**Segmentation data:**
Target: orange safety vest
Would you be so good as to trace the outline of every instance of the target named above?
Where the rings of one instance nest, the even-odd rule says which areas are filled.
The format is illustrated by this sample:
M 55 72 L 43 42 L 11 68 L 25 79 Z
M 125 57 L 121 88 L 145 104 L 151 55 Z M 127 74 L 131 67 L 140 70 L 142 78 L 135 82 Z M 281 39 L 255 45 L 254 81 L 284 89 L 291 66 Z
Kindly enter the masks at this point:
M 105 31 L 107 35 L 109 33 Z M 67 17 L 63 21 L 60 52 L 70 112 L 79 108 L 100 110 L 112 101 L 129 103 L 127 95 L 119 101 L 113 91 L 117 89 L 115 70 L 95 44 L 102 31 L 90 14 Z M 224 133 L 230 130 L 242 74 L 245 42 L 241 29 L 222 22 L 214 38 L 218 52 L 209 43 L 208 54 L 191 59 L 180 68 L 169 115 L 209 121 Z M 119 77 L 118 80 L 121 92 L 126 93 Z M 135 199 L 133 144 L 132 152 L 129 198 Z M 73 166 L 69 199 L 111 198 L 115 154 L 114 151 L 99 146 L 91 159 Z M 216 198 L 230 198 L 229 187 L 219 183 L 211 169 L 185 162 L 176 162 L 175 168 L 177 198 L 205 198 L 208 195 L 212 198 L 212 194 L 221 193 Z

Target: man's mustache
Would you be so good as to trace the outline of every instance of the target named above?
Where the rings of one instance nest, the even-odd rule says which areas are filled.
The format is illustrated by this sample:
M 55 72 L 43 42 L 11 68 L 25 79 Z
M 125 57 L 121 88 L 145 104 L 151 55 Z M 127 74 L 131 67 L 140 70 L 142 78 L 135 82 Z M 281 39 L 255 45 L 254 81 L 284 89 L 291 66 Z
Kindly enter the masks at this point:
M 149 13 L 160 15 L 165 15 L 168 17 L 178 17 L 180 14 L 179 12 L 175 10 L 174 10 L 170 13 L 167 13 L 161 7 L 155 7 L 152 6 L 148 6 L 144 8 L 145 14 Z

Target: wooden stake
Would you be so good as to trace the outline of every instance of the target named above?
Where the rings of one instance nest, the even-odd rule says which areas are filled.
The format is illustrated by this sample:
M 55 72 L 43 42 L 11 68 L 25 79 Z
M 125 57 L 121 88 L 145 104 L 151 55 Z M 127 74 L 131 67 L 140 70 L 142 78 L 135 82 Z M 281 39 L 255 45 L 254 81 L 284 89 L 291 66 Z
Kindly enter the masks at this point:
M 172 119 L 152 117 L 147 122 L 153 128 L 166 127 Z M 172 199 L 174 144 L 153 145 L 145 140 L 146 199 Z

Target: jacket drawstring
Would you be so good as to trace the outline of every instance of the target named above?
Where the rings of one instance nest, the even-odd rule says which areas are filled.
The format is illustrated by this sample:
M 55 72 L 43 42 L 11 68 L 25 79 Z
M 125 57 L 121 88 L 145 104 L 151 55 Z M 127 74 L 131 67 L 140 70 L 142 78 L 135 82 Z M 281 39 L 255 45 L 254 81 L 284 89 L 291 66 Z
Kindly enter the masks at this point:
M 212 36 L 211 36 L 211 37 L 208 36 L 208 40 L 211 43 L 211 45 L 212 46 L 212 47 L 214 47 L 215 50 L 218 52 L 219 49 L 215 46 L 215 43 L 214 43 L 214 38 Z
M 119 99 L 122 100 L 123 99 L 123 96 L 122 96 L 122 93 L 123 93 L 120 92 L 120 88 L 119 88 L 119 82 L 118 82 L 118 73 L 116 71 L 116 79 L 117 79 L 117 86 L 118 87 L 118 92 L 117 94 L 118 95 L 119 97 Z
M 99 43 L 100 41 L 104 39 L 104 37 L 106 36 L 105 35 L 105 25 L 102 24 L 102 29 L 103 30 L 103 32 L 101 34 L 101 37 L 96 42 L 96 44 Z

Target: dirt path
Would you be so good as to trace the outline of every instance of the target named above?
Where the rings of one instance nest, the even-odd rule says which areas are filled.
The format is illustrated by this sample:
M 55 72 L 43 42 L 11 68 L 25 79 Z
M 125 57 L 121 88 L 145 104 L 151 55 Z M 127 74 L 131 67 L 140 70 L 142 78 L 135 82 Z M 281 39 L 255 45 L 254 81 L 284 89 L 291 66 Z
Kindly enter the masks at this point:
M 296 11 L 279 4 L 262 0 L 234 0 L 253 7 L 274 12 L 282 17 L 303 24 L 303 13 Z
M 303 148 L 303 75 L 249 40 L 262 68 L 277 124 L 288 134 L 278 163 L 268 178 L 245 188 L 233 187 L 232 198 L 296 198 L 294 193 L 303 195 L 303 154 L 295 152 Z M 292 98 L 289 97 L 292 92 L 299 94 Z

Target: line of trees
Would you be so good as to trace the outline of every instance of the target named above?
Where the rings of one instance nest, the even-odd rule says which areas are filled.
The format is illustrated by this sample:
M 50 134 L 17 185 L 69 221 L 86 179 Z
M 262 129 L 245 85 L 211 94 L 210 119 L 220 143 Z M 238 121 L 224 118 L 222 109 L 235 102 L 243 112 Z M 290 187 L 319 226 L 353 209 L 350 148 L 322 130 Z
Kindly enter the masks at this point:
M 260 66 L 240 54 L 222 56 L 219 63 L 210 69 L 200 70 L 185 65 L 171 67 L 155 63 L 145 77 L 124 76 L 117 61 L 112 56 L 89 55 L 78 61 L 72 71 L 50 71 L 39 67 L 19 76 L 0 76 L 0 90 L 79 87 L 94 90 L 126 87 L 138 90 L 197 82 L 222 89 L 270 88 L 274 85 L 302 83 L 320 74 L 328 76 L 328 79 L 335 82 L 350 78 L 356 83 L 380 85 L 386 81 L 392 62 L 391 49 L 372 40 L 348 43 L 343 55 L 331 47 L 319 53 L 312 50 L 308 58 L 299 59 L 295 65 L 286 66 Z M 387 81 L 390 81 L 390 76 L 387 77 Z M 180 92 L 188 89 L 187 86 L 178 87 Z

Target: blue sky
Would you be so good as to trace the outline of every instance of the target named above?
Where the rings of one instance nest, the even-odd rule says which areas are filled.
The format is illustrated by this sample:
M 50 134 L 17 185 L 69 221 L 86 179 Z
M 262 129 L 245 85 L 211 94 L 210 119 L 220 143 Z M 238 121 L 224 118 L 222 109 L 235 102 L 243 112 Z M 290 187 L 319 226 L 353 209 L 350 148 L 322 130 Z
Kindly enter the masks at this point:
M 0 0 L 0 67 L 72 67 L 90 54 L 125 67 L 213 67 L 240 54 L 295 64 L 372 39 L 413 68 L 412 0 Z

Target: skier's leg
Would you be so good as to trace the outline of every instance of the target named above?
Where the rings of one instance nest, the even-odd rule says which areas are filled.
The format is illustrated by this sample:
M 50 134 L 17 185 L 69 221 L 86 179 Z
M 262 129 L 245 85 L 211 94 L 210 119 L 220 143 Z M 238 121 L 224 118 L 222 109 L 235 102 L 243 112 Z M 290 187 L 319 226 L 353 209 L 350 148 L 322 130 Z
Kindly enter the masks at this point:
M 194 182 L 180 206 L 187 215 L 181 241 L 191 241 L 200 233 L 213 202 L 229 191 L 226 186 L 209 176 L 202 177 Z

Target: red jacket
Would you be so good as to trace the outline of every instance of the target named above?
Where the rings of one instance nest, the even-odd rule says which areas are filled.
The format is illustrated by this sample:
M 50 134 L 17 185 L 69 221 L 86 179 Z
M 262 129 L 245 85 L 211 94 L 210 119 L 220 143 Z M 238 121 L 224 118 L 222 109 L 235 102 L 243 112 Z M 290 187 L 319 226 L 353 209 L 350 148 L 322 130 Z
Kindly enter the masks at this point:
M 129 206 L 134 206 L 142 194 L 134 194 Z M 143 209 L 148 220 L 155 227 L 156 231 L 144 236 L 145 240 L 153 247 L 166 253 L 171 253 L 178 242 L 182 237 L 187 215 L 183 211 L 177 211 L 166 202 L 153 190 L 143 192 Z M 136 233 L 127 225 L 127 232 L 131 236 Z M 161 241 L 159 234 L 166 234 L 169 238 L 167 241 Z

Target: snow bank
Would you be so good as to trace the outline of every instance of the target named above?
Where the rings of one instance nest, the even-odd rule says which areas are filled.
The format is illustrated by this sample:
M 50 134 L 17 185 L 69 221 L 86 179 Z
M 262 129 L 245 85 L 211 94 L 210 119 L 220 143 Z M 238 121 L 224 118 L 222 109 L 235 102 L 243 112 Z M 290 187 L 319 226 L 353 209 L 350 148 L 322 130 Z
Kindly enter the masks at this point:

**THE EXERCISE:**
Update the records from the start up to and including the line with "M 149 13 L 160", replacing "Kindly enter" with "Please enter" and leaving everything else unchanged.

**SOLUTION TO THE PROBLEM:**
Target: orange safety vest
Would you be so good as to trace the outline of every instance of the target named above?
Where the rings of one instance nest, the even-odd rule says which areas are filled.
The format is illustrated by this sample:
M 55 72 L 43 42 L 11 68 L 25 79 Z
M 125 57 L 121 88 L 145 104 L 151 55 Z M 127 74 L 131 67 L 140 70 L 142 78 L 135 82 Z M 281 39 L 255 45 L 254 81 L 284 89 L 291 66 Z
Please enter the masks at this point:
M 105 31 L 107 35 L 109 33 Z M 67 17 L 63 21 L 60 52 L 70 112 L 79 108 L 100 110 L 112 101 L 129 103 L 127 95 L 119 101 L 113 91 L 117 89 L 115 70 L 95 44 L 102 31 L 90 14 Z M 224 133 L 230 130 L 242 74 L 245 42 L 241 29 L 222 22 L 214 38 L 218 52 L 209 43 L 208 54 L 191 59 L 180 68 L 169 115 L 209 121 Z M 119 77 L 118 80 L 121 92 L 126 93 Z M 135 199 L 133 144 L 132 152 L 129 198 Z M 73 166 L 69 199 L 111 198 L 115 154 L 114 151 L 99 146 L 91 159 Z M 216 198 L 230 198 L 229 187 L 219 183 L 211 169 L 185 162 L 176 162 L 175 168 L 177 198 L 205 198 L 208 195 L 212 198 L 212 194 L 221 193 Z

Target: man's mustache
Would you be so good as to trace the outline of every instance of the target named above?
Where the rings of one instance nest, the even-odd rule says which areas are filled.
The format is illustrated by this sample:
M 55 72 L 43 42 L 11 68 L 25 79 Z
M 125 57 L 121 88 L 145 104 L 151 55 Z M 127 74 L 131 67 L 140 70 L 142 78 L 135 82 Z M 281 39 L 255 45 L 254 81 L 284 89 L 291 66 Z
Please enter the masks at this point:
M 149 13 L 160 15 L 165 15 L 168 17 L 178 17 L 180 14 L 179 12 L 175 10 L 174 10 L 170 13 L 167 13 L 161 7 L 155 7 L 152 6 L 148 6 L 144 8 L 145 14 Z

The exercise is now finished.